Records for processing -
((

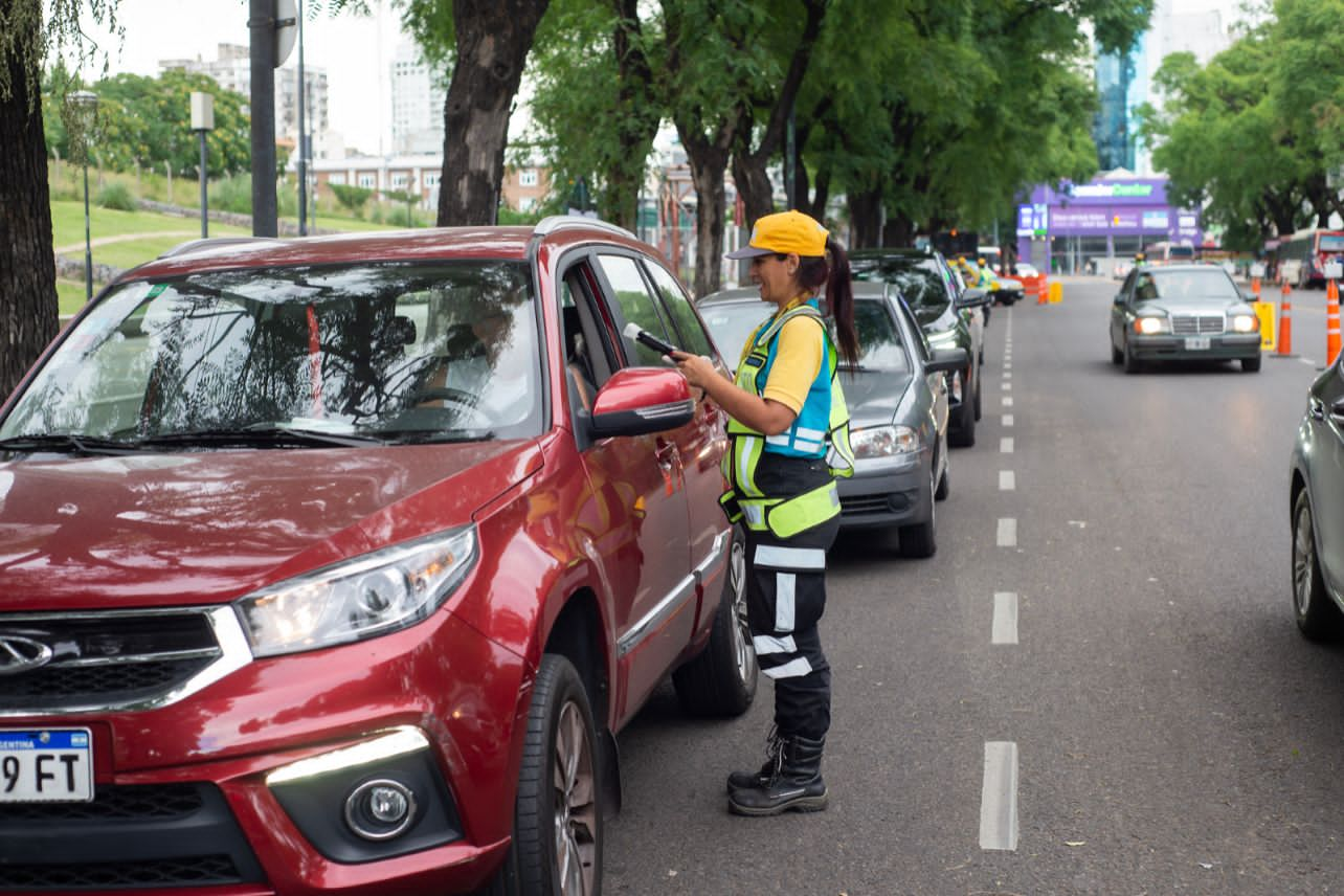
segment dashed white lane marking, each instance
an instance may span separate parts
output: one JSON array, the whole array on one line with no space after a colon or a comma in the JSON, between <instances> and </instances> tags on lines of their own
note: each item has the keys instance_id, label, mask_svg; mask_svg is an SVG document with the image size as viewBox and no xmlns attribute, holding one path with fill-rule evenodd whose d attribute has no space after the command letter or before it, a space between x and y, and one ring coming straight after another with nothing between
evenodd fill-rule
<instances>
[{"instance_id":1,"label":"dashed white lane marking","mask_svg":"<svg viewBox=\"0 0 1344 896\"><path fill-rule=\"evenodd\" d=\"M989 643L1017 643L1017 594L1013 591L995 591Z\"/></svg>"},{"instance_id":2,"label":"dashed white lane marking","mask_svg":"<svg viewBox=\"0 0 1344 896\"><path fill-rule=\"evenodd\" d=\"M985 744L985 776L980 787L980 848L1017 849L1017 744Z\"/></svg>"}]
</instances>

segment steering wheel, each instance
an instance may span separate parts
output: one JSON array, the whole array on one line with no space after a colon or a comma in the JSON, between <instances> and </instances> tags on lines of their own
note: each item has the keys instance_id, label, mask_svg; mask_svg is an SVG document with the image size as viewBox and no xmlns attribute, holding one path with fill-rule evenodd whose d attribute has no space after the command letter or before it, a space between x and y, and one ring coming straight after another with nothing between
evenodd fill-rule
<instances>
[{"instance_id":1,"label":"steering wheel","mask_svg":"<svg viewBox=\"0 0 1344 896\"><path fill-rule=\"evenodd\" d=\"M417 404L442 402L446 407L452 407L458 416L464 418L469 429L489 429L493 420L485 411L476 407L477 400L478 396L450 386L427 388L415 396Z\"/></svg>"}]
</instances>

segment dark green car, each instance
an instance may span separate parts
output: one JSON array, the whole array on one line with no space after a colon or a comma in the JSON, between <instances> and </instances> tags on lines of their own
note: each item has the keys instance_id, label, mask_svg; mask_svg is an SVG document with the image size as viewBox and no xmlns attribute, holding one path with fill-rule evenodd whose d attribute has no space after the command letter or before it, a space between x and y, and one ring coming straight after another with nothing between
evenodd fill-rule
<instances>
[{"instance_id":1,"label":"dark green car","mask_svg":"<svg viewBox=\"0 0 1344 896\"><path fill-rule=\"evenodd\" d=\"M895 283L934 349L961 348L966 365L948 375L950 424L948 443L976 443L980 419L980 367L984 361L984 313L989 296L981 289L958 293L938 253L918 249L856 249L849 254L855 279Z\"/></svg>"}]
</instances>

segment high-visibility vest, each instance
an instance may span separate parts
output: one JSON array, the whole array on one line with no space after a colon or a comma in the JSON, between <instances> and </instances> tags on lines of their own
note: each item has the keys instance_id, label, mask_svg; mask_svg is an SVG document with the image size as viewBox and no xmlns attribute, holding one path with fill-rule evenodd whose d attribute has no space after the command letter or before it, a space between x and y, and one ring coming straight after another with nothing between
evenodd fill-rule
<instances>
[{"instance_id":1,"label":"high-visibility vest","mask_svg":"<svg viewBox=\"0 0 1344 896\"><path fill-rule=\"evenodd\" d=\"M780 330L794 317L810 317L821 328L825 339L821 369L808 390L802 410L784 433L767 437L728 418L731 447L723 455L723 476L728 481L728 490L719 498L730 521L742 520L749 529L770 529L781 539L837 516L840 494L835 477L853 476L849 408L836 373L839 356L816 305L806 302L792 308L754 334L738 365L737 386L758 398L762 395L774 364ZM766 497L755 484L757 466L766 451L785 457L824 457L832 478L825 485L790 498Z\"/></svg>"}]
</instances>

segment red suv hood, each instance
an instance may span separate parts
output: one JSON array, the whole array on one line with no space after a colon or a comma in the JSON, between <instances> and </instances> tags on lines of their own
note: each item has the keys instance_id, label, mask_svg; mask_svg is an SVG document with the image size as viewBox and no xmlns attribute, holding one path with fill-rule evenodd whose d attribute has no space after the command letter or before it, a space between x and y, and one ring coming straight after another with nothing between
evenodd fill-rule
<instances>
[{"instance_id":1,"label":"red suv hood","mask_svg":"<svg viewBox=\"0 0 1344 896\"><path fill-rule=\"evenodd\" d=\"M0 613L219 603L468 523L535 445L214 451L0 465Z\"/></svg>"}]
</instances>

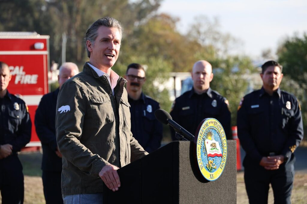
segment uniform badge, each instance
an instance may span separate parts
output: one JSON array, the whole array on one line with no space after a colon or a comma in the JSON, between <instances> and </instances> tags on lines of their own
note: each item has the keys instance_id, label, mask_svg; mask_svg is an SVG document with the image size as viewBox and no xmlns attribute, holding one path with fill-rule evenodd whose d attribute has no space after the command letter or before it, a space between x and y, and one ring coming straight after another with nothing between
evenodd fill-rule
<instances>
[{"instance_id":1,"label":"uniform badge","mask_svg":"<svg viewBox=\"0 0 307 204\"><path fill-rule=\"evenodd\" d=\"M288 110L291 109L291 103L290 101L287 101L286 102L286 108Z\"/></svg>"},{"instance_id":2,"label":"uniform badge","mask_svg":"<svg viewBox=\"0 0 307 204\"><path fill-rule=\"evenodd\" d=\"M194 141L197 163L205 179L208 181L216 180L224 170L227 158L224 129L217 120L210 118L203 120L197 130L198 134Z\"/></svg>"},{"instance_id":3,"label":"uniform badge","mask_svg":"<svg viewBox=\"0 0 307 204\"><path fill-rule=\"evenodd\" d=\"M15 102L14 103L13 105L14 106L14 109L16 110L19 110L19 105L18 103Z\"/></svg>"},{"instance_id":4,"label":"uniform badge","mask_svg":"<svg viewBox=\"0 0 307 204\"><path fill-rule=\"evenodd\" d=\"M58 109L58 111L60 112L60 113L62 113L64 112L64 113L66 113L67 111L70 111L70 107L68 105L67 105L66 106L61 106L60 108L59 108L59 109Z\"/></svg>"},{"instance_id":5,"label":"uniform badge","mask_svg":"<svg viewBox=\"0 0 307 204\"><path fill-rule=\"evenodd\" d=\"M290 149L290 150L293 153L294 152L294 150L295 150L295 148L296 148L296 145L294 145L293 146L291 146L291 147L289 147L289 149Z\"/></svg>"},{"instance_id":6,"label":"uniform badge","mask_svg":"<svg viewBox=\"0 0 307 204\"><path fill-rule=\"evenodd\" d=\"M212 103L211 103L211 105L212 105L212 106L214 107L216 107L216 105L217 105L217 102L216 102L216 100L215 99L212 101Z\"/></svg>"},{"instance_id":7,"label":"uniform badge","mask_svg":"<svg viewBox=\"0 0 307 204\"><path fill-rule=\"evenodd\" d=\"M151 105L148 105L147 106L146 110L148 113L151 113L153 112L153 107L151 107Z\"/></svg>"}]
</instances>

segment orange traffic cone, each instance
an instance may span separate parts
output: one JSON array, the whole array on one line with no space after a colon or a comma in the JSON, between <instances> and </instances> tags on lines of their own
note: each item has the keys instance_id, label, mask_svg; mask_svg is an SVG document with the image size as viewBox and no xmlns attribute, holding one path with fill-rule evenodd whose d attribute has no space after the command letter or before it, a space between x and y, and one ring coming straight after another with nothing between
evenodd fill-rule
<instances>
[{"instance_id":1,"label":"orange traffic cone","mask_svg":"<svg viewBox=\"0 0 307 204\"><path fill-rule=\"evenodd\" d=\"M238 137L238 130L236 126L231 127L232 131L232 139L237 141L237 171L242 170L241 166L241 153L240 150L240 141Z\"/></svg>"}]
</instances>

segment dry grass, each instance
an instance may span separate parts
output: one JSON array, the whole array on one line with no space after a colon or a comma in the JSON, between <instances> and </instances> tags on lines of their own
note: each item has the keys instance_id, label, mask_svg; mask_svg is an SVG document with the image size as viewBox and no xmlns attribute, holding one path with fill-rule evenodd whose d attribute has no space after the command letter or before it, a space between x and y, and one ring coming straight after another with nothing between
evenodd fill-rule
<instances>
[{"instance_id":1,"label":"dry grass","mask_svg":"<svg viewBox=\"0 0 307 204\"><path fill-rule=\"evenodd\" d=\"M43 185L41 177L41 153L39 152L23 153L19 158L24 166L25 176L25 204L45 203ZM245 191L243 173L237 174L237 203L248 203L248 199ZM306 203L307 200L307 174L296 172L293 189L291 200L292 203L300 204ZM0 196L0 201L1 196ZM273 203L274 198L271 188L269 195L269 204ZM1 203L0 201L0 204Z\"/></svg>"},{"instance_id":2,"label":"dry grass","mask_svg":"<svg viewBox=\"0 0 307 204\"><path fill-rule=\"evenodd\" d=\"M248 203L245 185L244 184L243 173L238 172L237 174L237 203L245 204ZM293 188L291 196L291 202L295 204L306 203L307 200L307 174L296 172L294 176ZM269 191L268 204L274 203L274 197L272 188Z\"/></svg>"}]
</instances>

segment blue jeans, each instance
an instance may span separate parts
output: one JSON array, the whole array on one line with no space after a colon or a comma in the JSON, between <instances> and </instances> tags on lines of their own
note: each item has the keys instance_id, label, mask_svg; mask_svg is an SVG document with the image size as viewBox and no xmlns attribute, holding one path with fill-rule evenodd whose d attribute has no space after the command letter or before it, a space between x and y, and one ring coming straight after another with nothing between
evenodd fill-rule
<instances>
[{"instance_id":1,"label":"blue jeans","mask_svg":"<svg viewBox=\"0 0 307 204\"><path fill-rule=\"evenodd\" d=\"M64 204L101 204L102 193L93 194L82 194L63 195Z\"/></svg>"}]
</instances>

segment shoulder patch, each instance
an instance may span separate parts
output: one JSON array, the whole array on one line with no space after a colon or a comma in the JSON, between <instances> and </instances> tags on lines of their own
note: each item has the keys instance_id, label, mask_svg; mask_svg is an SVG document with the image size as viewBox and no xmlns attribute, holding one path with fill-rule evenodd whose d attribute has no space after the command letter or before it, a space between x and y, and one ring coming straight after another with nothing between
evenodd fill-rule
<instances>
[{"instance_id":1,"label":"shoulder patch","mask_svg":"<svg viewBox=\"0 0 307 204\"><path fill-rule=\"evenodd\" d=\"M301 110L301 104L300 104L300 102L298 101L298 99L297 99L297 104L298 104L298 108L300 109L300 110Z\"/></svg>"},{"instance_id":2,"label":"shoulder patch","mask_svg":"<svg viewBox=\"0 0 307 204\"><path fill-rule=\"evenodd\" d=\"M229 106L229 102L228 101L228 100L226 99L225 100L225 103L227 105L227 106Z\"/></svg>"},{"instance_id":3,"label":"shoulder patch","mask_svg":"<svg viewBox=\"0 0 307 204\"><path fill-rule=\"evenodd\" d=\"M172 107L171 107L171 111L172 111L174 109L174 106L175 106L175 104L176 103L176 100L175 100L173 102L173 103L172 104Z\"/></svg>"},{"instance_id":4,"label":"shoulder patch","mask_svg":"<svg viewBox=\"0 0 307 204\"><path fill-rule=\"evenodd\" d=\"M243 102L243 100L244 100L244 97L243 97L243 98L242 98L242 99L241 99L241 100L240 102L240 103L239 104L239 106L238 106L238 110L239 110L241 108L241 107L242 106L242 104Z\"/></svg>"},{"instance_id":5,"label":"shoulder patch","mask_svg":"<svg viewBox=\"0 0 307 204\"><path fill-rule=\"evenodd\" d=\"M67 111L70 111L70 107L68 105L66 106L62 106L60 108L59 108L58 109L58 111L60 112L60 113L64 112L66 113Z\"/></svg>"}]
</instances>

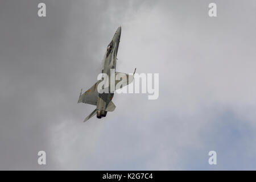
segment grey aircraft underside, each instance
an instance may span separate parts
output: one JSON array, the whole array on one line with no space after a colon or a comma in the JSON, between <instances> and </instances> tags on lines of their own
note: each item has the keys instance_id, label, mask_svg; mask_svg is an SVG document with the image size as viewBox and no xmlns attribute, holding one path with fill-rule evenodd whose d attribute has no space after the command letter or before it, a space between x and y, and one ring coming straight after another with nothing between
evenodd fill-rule
<instances>
[{"instance_id":1,"label":"grey aircraft underside","mask_svg":"<svg viewBox=\"0 0 256 182\"><path fill-rule=\"evenodd\" d=\"M117 55L117 51L118 51L119 43L120 42L121 33L121 27L120 26L117 28L112 41L108 46L107 50L105 55L104 66L102 73L107 74L109 77L110 77L110 69L114 69L115 70ZM122 83L122 86L120 88L125 86L133 82L135 71L136 69L131 77L127 73L115 72L115 77L118 74L120 77L127 78L126 81ZM98 118L105 117L108 111L113 111L115 109L115 106L112 101L114 97L114 92L102 93L98 93L97 87L99 83L102 80L98 81L82 94L81 94L82 90L81 90L77 103L82 102L96 106L96 109L84 119L84 122L86 121L95 114L97 114ZM115 81L115 86L117 85L118 82L119 81Z\"/></svg>"}]
</instances>

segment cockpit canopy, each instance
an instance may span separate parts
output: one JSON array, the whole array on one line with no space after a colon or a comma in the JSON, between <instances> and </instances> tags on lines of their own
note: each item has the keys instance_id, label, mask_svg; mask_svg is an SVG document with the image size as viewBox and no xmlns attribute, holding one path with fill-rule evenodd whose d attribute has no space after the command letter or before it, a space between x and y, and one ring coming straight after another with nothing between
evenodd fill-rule
<instances>
[{"instance_id":1,"label":"cockpit canopy","mask_svg":"<svg viewBox=\"0 0 256 182\"><path fill-rule=\"evenodd\" d=\"M108 46L107 55L106 55L107 57L109 56L109 53L110 53L111 50L112 50L113 44L114 44L114 43L113 43L113 42L112 40L112 41L111 41L111 42L109 44L109 46Z\"/></svg>"}]
</instances>

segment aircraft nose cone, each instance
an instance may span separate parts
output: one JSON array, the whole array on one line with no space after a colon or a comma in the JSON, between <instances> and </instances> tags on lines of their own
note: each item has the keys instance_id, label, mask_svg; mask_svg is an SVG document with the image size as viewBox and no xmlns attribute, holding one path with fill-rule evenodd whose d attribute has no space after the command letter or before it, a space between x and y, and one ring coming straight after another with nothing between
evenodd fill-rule
<instances>
[{"instance_id":1,"label":"aircraft nose cone","mask_svg":"<svg viewBox=\"0 0 256 182\"><path fill-rule=\"evenodd\" d=\"M121 34L121 26L117 28L117 31L118 32L119 34Z\"/></svg>"}]
</instances>

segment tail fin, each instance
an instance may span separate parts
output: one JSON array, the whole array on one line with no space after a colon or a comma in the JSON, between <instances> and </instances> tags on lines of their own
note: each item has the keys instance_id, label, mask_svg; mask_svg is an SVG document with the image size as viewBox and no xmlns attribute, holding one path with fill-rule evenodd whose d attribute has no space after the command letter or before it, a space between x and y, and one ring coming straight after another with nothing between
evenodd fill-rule
<instances>
[{"instance_id":1,"label":"tail fin","mask_svg":"<svg viewBox=\"0 0 256 182\"><path fill-rule=\"evenodd\" d=\"M90 118L92 118L92 117L93 117L95 114L96 114L96 112L97 112L97 109L95 109L95 110L94 111L92 111L92 113L90 114L90 115L89 115L84 120L84 122L86 121L87 120L88 120L89 119L90 119Z\"/></svg>"}]
</instances>

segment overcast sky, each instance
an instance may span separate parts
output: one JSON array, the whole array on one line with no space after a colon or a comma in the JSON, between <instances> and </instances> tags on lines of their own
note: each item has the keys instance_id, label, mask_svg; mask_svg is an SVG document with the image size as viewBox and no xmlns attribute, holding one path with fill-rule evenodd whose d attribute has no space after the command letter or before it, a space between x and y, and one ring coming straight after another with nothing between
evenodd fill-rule
<instances>
[{"instance_id":1,"label":"overcast sky","mask_svg":"<svg viewBox=\"0 0 256 182\"><path fill-rule=\"evenodd\" d=\"M0 1L1 169L256 169L255 1ZM159 73L159 97L84 123L119 26L117 71Z\"/></svg>"}]
</instances>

))

Given problem - Retype the lines from the one containing "segment overcast sky, each instance" up to and including the last line of the records.

Result for this task -
segment overcast sky, each instance
an instance may span separate parts
output: one JSON array, the whole array on one line with no space after a colon or a comma in the JSON, between <instances> and </instances> tags on lines of their own
note: each item has the keys instance_id, label, mask_svg; mask_svg is an SVG document with the image size as viewBox and no xmlns attribute, holding one path with fill-rule evenodd whose d attribute has no space after the command letter or before it, a space between x and y, and one ring coming straight after another with nothing between
evenodd fill-rule
<instances>
[{"instance_id":1,"label":"overcast sky","mask_svg":"<svg viewBox=\"0 0 256 182\"><path fill-rule=\"evenodd\" d=\"M0 1L1 169L256 169L255 1ZM159 73L159 97L84 123L119 26L117 71Z\"/></svg>"}]
</instances>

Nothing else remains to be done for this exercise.